→ **Assignment**
As soon as the line containing "TARGET = rounded topiary shrub" appears, start repeating lines exactly and continue to the end of the entries; please skip pictures.

━━━ Material for this task ━━━

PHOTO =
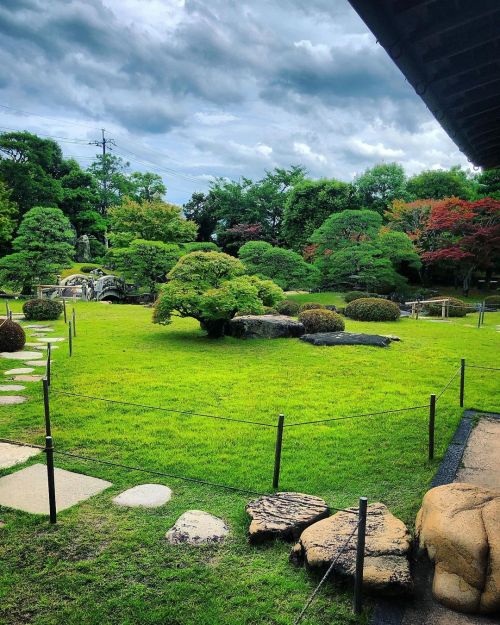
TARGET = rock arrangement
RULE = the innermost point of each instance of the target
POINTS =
(459, 527)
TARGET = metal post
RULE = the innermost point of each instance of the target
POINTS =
(277, 456)
(432, 419)
(360, 556)
(462, 382)
(49, 450)
(46, 406)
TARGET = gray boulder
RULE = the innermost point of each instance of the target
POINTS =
(264, 327)
(346, 338)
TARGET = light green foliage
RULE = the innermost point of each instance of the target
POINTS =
(309, 203)
(287, 268)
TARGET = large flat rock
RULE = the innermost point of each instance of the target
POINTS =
(10, 455)
(264, 327)
(196, 527)
(26, 490)
(329, 339)
(283, 515)
(144, 496)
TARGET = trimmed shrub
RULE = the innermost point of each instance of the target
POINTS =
(351, 296)
(311, 306)
(12, 336)
(457, 307)
(42, 309)
(321, 320)
(288, 307)
(372, 309)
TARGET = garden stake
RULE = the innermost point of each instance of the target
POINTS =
(462, 382)
(360, 556)
(277, 455)
(49, 450)
(432, 418)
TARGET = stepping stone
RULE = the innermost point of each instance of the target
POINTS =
(11, 400)
(11, 387)
(10, 455)
(21, 355)
(284, 515)
(195, 527)
(144, 496)
(26, 489)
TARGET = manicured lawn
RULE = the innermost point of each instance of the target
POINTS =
(103, 564)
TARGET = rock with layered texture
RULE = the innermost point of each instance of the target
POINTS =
(388, 541)
(283, 515)
(459, 526)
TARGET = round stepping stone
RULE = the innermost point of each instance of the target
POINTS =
(196, 527)
(21, 355)
(11, 400)
(11, 387)
(284, 515)
(144, 496)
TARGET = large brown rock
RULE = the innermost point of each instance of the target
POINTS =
(386, 568)
(283, 515)
(459, 526)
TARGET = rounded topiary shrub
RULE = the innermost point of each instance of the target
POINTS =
(42, 309)
(457, 307)
(321, 320)
(372, 309)
(289, 308)
(12, 336)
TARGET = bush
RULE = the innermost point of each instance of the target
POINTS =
(457, 307)
(288, 307)
(42, 309)
(310, 306)
(372, 309)
(12, 336)
(351, 296)
(321, 320)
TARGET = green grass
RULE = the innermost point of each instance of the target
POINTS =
(103, 564)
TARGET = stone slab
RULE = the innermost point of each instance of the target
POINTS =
(144, 496)
(10, 455)
(26, 489)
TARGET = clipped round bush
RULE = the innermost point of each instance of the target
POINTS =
(351, 296)
(321, 320)
(12, 336)
(311, 306)
(42, 309)
(372, 309)
(493, 301)
(457, 307)
(288, 307)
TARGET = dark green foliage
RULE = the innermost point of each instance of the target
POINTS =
(321, 320)
(372, 309)
(42, 309)
(457, 307)
(12, 336)
(288, 307)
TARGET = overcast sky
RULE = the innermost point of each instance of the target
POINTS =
(200, 88)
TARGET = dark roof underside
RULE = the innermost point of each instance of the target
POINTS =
(449, 50)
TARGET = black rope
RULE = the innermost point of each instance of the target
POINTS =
(368, 414)
(184, 412)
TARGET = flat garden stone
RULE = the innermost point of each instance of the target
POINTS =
(196, 527)
(10, 455)
(26, 489)
(144, 496)
(11, 400)
(284, 515)
(22, 355)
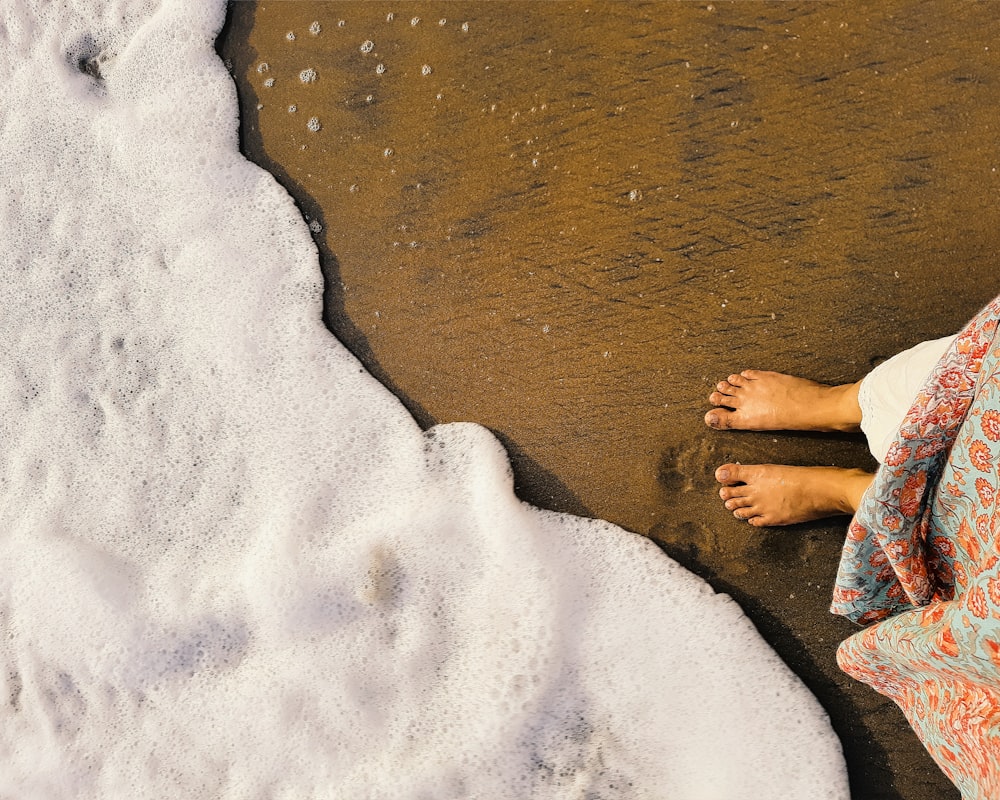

━━━

→ **Response to this task**
TARGET = rounded topiary shrub
RULE = the innermost point of each instance of the target
POINTS =
(42, 309)
(457, 307)
(321, 320)
(372, 309)
(289, 308)
(12, 336)
TARGET = bush
RULE = the innermost point of each instance of the target
POINTS =
(457, 307)
(288, 307)
(42, 309)
(310, 306)
(372, 309)
(12, 336)
(351, 296)
(321, 320)
TARGET = green grass
RULE = the innermost point of each instance of the target
POINTS =
(103, 564)
TARGET = stone slab
RULE = the innermost point of each instance of the target
POINTS =
(144, 496)
(10, 455)
(26, 489)
TARGET = clipped round bush
RULE = the innermost point of each instance of the target
POINTS =
(351, 296)
(321, 320)
(12, 336)
(311, 306)
(42, 309)
(372, 309)
(493, 301)
(457, 307)
(288, 307)
TARGET = dark green foliage
RULE = the innermost point of each instance of the target
POINTS =
(321, 320)
(372, 309)
(42, 309)
(457, 307)
(12, 336)
(288, 307)
TARGET = overcast sky
RULE = the innermost point of each instance of the target
POINTS =
(200, 88)
TARGET = dark roof underside
RULE = the innermost point of each instance of the target
POINTS =
(449, 50)
TARGET = black rope
RULE = the innermost point of each instance of the target
POINTS =
(368, 414)
(184, 412)
TARGET = flat garden stone
RULE = the innermost point of each instance of the target
POINTS =
(196, 527)
(10, 455)
(26, 489)
(144, 496)
(11, 400)
(284, 515)
(22, 355)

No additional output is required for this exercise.